# [BRIEF A]
Pick out each line of the records below that contains the string "order", matching case exactly.

# [PASSAGE TO READ]
*** Begin section ***

Question

When ammonia reacts with hydrogen chloride gas, it produces white fumes of ammonium chloride. The volume occupied by $N{H}_3$ in glass bulb $A$ is three times more than the volume occupied by $HCl$ in glass bulb $B$ at STP.
i) How many moles of ammonia are present in glass bulb $A$?
ii) How many grams of $N{H}_{3}Cl$ will be formed when the stopper is opened?
(Atomic mass of $N=14,H=1,Cl=35.5)$
iii) Which gas will remain after completion of the reaction?
iv) Write the chemical reaction involved in this process.

Answer 1

(i) $1$ mole occupies $22.4L$ volume

$\therefore$ moles of $N{H}_3$ present= $\frac{67.2}{22.4}=3$

(ii) $1$ mole of $N{H}_3$ reacts with $1$ mole of $HCl$ to give $1$ mole of $N{H}_{4}Cl$. Here only $1$ mole of $HCl$ & $3$ moles of $N{H}_3$ are present. Hence, $1$ mole of $N{H}_{4}Cl$ is produced.

*** End section ***

# [EXTRACTED ENTRIES]
*** Begin section ***

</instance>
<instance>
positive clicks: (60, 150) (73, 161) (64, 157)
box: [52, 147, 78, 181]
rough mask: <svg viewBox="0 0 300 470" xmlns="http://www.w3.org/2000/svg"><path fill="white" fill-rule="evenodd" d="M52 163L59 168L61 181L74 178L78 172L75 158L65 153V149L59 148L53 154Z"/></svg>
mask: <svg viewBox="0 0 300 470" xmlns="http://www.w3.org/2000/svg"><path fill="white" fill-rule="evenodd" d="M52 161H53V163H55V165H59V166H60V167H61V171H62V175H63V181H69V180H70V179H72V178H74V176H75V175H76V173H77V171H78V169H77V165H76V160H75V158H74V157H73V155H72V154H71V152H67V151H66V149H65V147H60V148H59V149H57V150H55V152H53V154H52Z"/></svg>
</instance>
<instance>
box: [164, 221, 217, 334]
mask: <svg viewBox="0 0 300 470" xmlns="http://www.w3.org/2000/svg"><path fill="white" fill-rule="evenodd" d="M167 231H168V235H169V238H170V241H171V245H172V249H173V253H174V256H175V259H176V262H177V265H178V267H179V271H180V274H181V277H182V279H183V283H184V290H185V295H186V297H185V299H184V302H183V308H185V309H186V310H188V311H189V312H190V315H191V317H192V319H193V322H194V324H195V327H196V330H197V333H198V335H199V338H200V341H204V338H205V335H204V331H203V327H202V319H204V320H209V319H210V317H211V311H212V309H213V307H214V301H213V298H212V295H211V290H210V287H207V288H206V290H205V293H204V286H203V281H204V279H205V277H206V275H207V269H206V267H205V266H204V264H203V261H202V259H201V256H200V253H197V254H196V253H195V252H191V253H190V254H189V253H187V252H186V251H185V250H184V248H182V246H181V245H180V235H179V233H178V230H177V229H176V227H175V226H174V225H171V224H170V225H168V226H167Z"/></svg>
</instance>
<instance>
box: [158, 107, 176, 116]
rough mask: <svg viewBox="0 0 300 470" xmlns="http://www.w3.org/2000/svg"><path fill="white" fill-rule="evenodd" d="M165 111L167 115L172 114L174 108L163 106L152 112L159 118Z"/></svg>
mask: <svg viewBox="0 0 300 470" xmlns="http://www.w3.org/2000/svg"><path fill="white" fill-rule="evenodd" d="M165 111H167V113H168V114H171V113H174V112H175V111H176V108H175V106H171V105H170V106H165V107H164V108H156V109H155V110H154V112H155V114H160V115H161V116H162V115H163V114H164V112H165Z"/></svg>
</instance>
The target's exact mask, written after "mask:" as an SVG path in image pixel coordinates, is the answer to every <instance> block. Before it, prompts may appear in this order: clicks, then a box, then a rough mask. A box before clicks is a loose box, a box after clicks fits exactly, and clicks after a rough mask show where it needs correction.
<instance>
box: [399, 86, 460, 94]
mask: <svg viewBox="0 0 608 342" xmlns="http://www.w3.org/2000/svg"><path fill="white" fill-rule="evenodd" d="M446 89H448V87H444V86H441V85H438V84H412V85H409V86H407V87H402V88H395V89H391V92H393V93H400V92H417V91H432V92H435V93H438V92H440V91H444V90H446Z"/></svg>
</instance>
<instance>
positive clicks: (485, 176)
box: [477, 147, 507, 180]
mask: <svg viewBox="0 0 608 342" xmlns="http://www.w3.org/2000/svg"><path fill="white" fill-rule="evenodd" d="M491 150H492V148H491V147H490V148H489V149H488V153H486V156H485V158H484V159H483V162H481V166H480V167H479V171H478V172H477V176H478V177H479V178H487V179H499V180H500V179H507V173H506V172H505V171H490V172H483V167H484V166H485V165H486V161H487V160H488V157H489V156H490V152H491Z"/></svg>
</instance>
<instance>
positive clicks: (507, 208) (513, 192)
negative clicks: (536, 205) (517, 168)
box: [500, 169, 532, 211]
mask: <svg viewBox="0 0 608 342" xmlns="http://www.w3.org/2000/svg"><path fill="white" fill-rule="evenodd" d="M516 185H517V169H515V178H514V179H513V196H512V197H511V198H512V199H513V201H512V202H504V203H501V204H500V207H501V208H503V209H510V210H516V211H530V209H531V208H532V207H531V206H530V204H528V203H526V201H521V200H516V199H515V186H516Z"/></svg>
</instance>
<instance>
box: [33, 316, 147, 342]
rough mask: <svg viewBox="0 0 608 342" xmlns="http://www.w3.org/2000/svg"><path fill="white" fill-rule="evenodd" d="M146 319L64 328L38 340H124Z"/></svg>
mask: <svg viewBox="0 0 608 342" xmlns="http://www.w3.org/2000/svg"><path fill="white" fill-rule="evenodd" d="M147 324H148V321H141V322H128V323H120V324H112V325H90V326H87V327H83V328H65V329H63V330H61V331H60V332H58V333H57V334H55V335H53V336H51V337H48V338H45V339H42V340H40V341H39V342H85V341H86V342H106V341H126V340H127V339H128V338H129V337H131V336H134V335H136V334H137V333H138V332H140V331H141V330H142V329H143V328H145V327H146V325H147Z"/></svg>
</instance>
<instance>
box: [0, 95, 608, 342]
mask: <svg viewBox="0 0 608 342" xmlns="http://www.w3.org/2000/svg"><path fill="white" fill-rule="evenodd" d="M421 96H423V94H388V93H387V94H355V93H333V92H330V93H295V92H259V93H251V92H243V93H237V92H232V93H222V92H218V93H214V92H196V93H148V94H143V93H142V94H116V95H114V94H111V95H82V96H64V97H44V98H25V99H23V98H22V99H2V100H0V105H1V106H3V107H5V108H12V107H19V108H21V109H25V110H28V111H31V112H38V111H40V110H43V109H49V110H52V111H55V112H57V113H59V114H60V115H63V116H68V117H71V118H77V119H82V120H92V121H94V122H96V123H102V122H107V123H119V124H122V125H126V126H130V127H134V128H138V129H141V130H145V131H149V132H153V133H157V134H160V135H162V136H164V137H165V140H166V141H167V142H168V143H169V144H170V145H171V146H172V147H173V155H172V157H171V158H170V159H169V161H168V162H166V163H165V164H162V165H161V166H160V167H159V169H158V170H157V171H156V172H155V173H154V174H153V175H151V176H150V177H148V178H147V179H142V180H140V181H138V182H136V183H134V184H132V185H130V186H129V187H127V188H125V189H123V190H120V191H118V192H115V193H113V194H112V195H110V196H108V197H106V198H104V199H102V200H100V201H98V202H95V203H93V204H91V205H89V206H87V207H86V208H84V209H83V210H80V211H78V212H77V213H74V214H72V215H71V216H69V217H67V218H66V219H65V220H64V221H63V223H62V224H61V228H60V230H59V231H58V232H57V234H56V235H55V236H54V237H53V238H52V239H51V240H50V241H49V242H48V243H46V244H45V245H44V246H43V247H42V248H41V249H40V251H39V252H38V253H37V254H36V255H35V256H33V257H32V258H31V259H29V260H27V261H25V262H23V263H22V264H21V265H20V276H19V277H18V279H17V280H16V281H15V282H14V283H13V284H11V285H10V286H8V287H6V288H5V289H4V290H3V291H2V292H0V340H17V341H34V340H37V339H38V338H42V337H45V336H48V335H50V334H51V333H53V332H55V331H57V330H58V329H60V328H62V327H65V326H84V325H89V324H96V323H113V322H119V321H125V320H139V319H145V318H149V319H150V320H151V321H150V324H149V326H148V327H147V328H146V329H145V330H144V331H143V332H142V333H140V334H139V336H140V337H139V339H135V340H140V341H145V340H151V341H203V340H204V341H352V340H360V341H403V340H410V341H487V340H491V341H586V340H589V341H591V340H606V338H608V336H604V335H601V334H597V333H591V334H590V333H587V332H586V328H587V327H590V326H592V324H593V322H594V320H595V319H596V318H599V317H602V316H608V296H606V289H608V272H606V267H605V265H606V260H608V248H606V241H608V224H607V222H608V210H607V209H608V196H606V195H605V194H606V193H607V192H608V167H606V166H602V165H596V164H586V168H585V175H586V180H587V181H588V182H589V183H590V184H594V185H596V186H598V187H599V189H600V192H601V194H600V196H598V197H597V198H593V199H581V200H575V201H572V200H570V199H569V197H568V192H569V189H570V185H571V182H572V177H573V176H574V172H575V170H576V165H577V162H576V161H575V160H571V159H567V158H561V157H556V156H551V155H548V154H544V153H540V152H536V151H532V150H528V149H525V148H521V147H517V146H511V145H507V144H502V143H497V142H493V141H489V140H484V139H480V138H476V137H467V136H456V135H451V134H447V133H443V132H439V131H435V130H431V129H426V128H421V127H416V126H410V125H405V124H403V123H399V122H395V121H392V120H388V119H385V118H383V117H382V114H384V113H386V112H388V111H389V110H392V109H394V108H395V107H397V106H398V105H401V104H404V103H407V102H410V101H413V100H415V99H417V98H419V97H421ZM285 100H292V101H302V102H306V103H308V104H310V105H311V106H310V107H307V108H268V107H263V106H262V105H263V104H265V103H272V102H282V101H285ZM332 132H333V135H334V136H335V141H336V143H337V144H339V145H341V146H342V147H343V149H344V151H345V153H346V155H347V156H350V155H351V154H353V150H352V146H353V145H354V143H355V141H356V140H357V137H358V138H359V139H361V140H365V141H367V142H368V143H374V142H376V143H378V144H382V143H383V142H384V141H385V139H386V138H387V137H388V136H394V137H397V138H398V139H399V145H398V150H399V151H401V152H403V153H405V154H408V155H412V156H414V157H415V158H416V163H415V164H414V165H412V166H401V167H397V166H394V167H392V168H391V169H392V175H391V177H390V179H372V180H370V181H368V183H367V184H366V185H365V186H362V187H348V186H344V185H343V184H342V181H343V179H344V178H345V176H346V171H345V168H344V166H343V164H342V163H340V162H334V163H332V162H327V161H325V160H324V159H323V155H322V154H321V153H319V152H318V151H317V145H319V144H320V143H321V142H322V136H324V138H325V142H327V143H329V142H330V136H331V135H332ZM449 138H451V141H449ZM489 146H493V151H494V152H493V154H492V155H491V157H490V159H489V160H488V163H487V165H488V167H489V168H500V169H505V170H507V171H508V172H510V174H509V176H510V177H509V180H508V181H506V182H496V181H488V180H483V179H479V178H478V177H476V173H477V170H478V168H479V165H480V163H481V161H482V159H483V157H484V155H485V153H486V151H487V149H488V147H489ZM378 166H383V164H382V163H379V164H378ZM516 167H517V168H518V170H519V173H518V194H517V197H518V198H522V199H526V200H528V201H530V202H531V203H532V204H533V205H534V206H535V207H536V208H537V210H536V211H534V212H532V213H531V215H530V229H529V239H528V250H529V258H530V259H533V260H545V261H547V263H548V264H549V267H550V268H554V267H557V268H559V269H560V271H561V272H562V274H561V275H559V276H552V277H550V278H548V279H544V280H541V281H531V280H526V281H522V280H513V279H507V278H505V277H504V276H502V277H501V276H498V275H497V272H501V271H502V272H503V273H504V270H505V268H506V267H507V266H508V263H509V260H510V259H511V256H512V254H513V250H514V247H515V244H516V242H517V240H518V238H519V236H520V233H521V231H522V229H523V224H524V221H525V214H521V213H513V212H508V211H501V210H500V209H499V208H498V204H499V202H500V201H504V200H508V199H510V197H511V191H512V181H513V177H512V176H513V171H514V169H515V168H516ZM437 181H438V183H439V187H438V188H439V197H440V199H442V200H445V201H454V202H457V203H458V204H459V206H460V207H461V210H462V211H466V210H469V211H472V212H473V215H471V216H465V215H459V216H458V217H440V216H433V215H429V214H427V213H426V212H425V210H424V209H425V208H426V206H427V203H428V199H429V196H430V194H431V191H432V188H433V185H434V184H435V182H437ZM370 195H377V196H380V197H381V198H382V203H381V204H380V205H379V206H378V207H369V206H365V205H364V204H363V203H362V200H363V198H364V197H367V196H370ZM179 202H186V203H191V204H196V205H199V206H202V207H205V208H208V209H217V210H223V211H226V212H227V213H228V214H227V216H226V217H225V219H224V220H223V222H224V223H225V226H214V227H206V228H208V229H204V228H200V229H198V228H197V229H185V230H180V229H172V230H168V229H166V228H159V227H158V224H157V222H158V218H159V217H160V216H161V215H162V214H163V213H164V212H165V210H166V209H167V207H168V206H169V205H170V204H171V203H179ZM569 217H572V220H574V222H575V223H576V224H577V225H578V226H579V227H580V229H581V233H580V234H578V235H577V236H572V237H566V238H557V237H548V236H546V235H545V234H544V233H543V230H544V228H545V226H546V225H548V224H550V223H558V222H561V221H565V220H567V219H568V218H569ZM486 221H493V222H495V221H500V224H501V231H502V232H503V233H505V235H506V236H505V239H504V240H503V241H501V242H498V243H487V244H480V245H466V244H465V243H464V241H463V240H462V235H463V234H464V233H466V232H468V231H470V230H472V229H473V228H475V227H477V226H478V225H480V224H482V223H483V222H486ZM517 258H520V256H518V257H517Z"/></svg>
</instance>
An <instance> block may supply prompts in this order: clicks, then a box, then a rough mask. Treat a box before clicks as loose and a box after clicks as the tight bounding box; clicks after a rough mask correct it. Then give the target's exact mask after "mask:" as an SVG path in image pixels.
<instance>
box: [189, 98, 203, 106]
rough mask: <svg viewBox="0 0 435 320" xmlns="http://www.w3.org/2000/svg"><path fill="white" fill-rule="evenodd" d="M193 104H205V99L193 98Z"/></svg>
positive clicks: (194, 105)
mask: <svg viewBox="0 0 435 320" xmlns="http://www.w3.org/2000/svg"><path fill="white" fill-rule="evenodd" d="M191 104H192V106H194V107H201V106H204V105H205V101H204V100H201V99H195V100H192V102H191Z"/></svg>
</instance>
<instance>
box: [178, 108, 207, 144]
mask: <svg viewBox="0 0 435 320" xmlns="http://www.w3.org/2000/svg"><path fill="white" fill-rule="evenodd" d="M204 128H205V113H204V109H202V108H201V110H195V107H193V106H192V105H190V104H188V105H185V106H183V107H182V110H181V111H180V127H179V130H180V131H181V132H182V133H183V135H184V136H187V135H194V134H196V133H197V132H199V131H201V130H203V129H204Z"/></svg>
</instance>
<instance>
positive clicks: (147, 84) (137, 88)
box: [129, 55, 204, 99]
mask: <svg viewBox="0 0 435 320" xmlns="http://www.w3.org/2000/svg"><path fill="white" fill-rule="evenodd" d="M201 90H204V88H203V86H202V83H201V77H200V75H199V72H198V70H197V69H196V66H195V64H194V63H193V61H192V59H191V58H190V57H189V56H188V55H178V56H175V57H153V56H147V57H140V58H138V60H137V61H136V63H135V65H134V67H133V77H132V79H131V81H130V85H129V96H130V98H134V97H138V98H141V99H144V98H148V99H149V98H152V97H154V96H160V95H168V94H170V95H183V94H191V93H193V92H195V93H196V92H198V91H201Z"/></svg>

*** End section ***

# [BRIEF B]
Reproduce the ammonia problem above word for word, everything from "When ammonia reacts" down to "in this process.".

# [EXERCISE OUTPUT A]
The target's exact mask, written after "mask:" as an SVG path in image pixel coordinates, is the answer to every <instance> block. Before it, prompts may appear in this order: clicks, then a box, then a rough mask. A box before clicks is a loose box, a box after clicks fits exactly, and clicks after a rough mask show where it needs correction.
An <instance> block may supply prompts in this order: clicks, then a box, then a rough mask. Treat a box before clicks as loose and a box after clicks as the tight bounding box; clicks after a rough mask correct it. Then give the target's exact mask after "mask:" as an SVG path in image pixels.

# [EXERCISE OUTPUT B]
When ammonia reacts with hydrogen chloride gas, it produces white fumes of ammonium chloride. The volume occupied by $N{H}_3$ in glass bulb $A$ is three times more than the volume occupied by $HCl$ in glass bulb $B$ at STP.
i) How many moles of ammonia are present in glass bulb $A$?
ii) How many grams of $N{H}_{3}Cl$ will be formed when the stopper is opened?
(Atomic mass of $N=14,H=1,Cl=35.5)$
iii) Which gas will remain after completion of the reaction?
iv) Write the chemical reaction involved in this process.